Excerpts from a detection dataset ▸
▽
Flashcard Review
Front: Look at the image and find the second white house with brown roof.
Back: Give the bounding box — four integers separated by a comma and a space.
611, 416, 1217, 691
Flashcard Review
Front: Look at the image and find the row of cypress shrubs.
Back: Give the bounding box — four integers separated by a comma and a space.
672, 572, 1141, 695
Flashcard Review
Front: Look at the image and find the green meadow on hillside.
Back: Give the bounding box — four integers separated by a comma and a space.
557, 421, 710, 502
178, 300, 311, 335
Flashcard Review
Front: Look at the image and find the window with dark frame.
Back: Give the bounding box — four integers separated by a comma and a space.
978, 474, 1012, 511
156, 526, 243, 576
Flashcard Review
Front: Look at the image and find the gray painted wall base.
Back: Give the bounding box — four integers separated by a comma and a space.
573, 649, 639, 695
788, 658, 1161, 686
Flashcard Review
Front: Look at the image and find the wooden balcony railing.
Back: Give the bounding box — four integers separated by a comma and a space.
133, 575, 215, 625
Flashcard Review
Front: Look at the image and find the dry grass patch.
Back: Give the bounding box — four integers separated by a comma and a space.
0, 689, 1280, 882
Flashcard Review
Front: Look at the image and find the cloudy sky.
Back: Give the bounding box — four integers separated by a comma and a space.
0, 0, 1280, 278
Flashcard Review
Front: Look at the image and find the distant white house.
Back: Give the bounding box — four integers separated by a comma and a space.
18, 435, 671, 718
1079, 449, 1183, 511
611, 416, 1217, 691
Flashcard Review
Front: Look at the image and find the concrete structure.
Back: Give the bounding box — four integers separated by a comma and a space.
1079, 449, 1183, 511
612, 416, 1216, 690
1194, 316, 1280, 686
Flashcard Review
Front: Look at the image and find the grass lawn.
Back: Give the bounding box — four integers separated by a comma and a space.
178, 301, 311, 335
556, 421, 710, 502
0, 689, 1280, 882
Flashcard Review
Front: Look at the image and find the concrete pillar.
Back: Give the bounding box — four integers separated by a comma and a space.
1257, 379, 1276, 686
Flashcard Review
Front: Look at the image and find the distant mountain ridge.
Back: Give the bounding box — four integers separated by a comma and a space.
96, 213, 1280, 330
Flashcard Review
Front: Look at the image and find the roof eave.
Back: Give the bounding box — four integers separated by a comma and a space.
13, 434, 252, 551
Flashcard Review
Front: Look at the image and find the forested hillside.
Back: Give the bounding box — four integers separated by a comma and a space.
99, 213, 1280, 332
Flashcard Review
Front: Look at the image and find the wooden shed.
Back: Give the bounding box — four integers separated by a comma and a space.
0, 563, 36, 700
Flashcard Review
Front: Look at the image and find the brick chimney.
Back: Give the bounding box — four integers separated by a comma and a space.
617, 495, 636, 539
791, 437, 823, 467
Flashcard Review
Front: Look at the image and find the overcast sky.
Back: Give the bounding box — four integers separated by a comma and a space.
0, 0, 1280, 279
△
TASK INSTRUCTIONS ▸ Repeat the data precisely, reproducing every entry.

RESPONSE FOR THIS EXERCISE ▸
Flashcard Review
Front: Look at the image and find the second white house with brown roof.
Back: Give the bounding box — four integers separated by a comma and a space.
611, 416, 1217, 691
Flashcard Review
Front: Look at the image and find the row of cypress shrubs.
Back: Give the bounding box — four integers separated by a comma and a space.
672, 572, 1141, 695
Flashcard Review
Front: Look at the image and find the green meadow on hillside.
Back: Give the bounding box — four integers separated by a comma and a space.
557, 421, 710, 502
178, 300, 311, 335
Flashcard Review
Front: Look at the image and find the window with dark frame.
Back: Give the bounding box — four integers separated by a comma and a space.
978, 474, 1012, 511
156, 526, 243, 576
Flashcard Review
Front: Look at the image and find the gray painted wall base.
Back: Give the bounding box — four integers separated by a comma and a space.
573, 649, 639, 695
788, 658, 1161, 686
Flashcard Review
Front: Look at the image and find the wooden balcony railing.
Back: Give the bounding box — four integers separated by a comma and a space.
133, 575, 215, 625
Flashcard Review
Front: Look at the image and find the dry grass patch.
Back: Give the bounding box — four integers separated by a comma and a space.
0, 689, 1280, 882
Flashcard Review
Front: Look at the image and find the cloudy sky.
Back: Give the bounding box — four integers separated by a comma and a space.
0, 0, 1280, 278
Flashcard Review
Front: Look at the image and find the distant white house.
Back: Give the bounding box — four integers separated by a comma and a space.
18, 435, 671, 718
1079, 449, 1183, 511
611, 416, 1217, 691
Flashcard Review
Front: Look at the image and find the concrete structure.
Back: Give the bounding box — four integers separated by a comma and a space.
1079, 449, 1183, 511
612, 416, 1216, 690
1194, 316, 1280, 686
Flashcard Review
Front: Look at the image and find the grass lawn.
Back: Give the bounding box — four integers separated by a comma and a space.
178, 301, 311, 335
556, 421, 710, 502
0, 689, 1280, 882
Flashcard Review
Front: Look at the image and find the concrete pillar.
Back: Give the bounding box — four integers separated by a comma and a space.
1257, 379, 1276, 686
Flashcard Review
Front: Look at the image and find the distant mountain ridge.
Back: Give the bounding box — four integers separated by a comma and a space.
96, 213, 1280, 330
Flashcard Review
Front: Look at the image and find the roof eave.
Back: Give the bounding box — four integers separated by a comma and a space.
13, 434, 252, 551
Flashcard Review
Front: Look at the image and find the forested hillside.
Back: Give the bounding box — four integers separated by a comma and a space.
99, 213, 1280, 332
Flashcard Review
Front: Look at the image and find the wooden shed.
Back: Give the bounding box — four integers separated by a comma and a space.
0, 563, 36, 700
Flashcard Review
Front: Look at the image and find the brick chimney.
Back: Give the bounding box — four integers separated by a comma and a space.
617, 495, 636, 539
791, 437, 823, 467
Flashcard Review
Front: Look at the image and find the overcast sky.
Back: Give the bounding box — four integers separated by a comma and a space.
0, 0, 1280, 279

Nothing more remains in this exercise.